# Assignment:
Find every line below with the word "food" in it, and copy each one.

--- Dataset records Enclosed Below ---

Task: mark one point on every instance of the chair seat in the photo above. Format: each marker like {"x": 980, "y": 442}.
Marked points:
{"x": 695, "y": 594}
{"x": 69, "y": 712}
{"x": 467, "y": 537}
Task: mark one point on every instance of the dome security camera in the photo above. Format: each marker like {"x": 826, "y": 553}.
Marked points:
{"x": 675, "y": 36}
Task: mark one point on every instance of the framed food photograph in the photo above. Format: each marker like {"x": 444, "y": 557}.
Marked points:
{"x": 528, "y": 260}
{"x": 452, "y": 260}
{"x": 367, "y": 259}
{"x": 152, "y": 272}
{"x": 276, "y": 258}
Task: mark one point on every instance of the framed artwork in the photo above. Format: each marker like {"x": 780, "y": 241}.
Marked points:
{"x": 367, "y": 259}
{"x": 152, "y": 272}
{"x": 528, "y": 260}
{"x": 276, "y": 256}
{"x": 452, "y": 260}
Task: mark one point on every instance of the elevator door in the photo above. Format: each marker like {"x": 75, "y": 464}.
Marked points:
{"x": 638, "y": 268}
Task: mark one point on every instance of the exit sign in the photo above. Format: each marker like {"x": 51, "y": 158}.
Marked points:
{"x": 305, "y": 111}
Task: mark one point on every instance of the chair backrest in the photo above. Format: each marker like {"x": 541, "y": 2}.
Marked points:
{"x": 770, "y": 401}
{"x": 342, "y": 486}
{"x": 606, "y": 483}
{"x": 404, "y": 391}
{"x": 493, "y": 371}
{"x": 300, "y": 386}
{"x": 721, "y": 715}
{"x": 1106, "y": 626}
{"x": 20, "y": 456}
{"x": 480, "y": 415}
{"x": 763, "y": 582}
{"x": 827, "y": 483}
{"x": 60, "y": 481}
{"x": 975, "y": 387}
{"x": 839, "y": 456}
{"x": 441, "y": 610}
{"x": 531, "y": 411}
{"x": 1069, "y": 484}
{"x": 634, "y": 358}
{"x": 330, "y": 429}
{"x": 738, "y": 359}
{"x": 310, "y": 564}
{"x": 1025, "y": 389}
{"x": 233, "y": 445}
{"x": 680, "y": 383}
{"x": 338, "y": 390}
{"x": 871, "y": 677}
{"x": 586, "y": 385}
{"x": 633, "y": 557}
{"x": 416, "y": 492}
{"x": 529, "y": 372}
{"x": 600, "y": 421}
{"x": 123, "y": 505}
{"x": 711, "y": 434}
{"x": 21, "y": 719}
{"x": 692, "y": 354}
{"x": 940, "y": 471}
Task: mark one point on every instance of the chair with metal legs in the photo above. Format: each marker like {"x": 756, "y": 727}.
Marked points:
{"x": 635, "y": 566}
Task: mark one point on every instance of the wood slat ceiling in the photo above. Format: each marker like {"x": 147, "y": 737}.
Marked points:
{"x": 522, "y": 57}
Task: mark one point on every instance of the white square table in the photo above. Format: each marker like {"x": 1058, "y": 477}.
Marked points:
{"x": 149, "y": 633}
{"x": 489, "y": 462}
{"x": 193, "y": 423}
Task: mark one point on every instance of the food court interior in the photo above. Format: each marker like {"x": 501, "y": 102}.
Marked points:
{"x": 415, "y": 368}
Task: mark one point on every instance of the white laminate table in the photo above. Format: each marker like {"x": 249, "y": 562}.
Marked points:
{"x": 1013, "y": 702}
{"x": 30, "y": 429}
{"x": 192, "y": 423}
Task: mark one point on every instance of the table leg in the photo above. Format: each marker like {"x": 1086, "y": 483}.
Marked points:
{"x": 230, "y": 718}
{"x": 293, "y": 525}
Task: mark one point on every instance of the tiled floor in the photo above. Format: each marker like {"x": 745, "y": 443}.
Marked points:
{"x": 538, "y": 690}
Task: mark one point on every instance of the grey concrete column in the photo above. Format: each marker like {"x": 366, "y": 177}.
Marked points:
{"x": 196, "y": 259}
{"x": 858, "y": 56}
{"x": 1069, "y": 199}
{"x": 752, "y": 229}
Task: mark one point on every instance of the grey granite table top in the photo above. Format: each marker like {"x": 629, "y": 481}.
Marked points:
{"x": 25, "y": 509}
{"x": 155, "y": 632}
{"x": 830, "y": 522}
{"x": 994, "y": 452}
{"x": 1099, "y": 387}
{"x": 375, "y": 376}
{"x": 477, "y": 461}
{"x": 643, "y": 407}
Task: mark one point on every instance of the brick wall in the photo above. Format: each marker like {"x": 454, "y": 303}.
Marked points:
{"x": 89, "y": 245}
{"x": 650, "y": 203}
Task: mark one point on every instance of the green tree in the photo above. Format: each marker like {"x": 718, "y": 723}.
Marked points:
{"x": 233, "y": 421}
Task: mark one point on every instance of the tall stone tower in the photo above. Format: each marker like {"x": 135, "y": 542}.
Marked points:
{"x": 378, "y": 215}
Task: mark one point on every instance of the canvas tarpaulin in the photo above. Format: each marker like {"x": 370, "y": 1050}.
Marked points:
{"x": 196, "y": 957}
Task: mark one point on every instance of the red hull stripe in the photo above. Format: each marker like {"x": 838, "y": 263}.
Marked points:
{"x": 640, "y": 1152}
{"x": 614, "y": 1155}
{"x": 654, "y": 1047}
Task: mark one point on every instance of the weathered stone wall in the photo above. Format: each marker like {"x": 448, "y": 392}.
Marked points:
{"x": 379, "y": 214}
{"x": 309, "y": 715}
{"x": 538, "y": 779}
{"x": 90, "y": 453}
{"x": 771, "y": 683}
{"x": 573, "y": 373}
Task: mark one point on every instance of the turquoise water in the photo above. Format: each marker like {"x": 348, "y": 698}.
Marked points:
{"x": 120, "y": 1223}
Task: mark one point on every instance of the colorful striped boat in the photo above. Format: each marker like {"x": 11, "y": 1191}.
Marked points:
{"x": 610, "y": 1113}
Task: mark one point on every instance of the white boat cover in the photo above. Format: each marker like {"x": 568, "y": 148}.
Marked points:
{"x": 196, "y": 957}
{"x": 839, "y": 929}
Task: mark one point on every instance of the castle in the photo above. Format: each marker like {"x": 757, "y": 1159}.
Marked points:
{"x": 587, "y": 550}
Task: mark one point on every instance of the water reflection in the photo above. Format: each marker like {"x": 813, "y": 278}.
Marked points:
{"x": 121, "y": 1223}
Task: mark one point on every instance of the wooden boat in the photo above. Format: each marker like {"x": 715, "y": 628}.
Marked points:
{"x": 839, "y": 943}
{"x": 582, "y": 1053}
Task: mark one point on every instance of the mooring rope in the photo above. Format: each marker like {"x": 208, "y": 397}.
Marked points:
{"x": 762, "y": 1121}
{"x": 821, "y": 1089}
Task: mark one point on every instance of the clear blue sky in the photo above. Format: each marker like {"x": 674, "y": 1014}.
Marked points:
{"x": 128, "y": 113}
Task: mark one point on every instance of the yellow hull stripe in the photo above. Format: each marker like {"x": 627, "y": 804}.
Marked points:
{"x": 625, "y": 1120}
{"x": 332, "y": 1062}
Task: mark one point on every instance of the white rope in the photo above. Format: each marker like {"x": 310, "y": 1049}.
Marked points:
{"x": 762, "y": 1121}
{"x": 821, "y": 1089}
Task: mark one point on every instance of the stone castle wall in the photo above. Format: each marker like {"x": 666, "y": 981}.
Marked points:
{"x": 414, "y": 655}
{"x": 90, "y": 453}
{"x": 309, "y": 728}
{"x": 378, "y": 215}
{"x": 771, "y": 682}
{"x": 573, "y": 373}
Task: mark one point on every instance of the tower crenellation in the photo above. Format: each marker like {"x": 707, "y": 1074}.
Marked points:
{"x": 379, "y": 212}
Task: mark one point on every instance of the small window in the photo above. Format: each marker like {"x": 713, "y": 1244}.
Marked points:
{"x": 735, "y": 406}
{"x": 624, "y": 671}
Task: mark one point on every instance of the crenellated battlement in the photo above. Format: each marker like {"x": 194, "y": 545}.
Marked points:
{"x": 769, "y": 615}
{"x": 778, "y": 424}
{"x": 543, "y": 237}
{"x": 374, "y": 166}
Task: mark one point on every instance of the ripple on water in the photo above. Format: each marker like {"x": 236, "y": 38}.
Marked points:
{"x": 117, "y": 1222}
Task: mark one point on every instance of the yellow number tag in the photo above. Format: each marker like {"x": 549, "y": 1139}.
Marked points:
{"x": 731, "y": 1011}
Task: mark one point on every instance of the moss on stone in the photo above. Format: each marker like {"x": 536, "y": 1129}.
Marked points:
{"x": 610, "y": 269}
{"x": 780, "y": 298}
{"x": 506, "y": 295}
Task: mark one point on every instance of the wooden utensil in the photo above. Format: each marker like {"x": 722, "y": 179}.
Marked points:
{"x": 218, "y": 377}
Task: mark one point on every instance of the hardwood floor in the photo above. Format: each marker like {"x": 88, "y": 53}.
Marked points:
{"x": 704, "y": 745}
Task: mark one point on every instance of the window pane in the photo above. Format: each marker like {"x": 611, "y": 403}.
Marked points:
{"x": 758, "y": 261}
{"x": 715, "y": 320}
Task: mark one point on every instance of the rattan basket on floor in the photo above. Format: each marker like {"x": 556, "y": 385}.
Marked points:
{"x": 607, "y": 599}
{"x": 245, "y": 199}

--- End of Enclosed Dataset records ---

# The completed task:
Task: mark one point on every instance of the framed food photograph in the photo above. Format: each marker like {"x": 444, "y": 557}.
Task: mark one point on every instance of the food court interior in the photo above. Format: each marker like {"x": 501, "y": 102}.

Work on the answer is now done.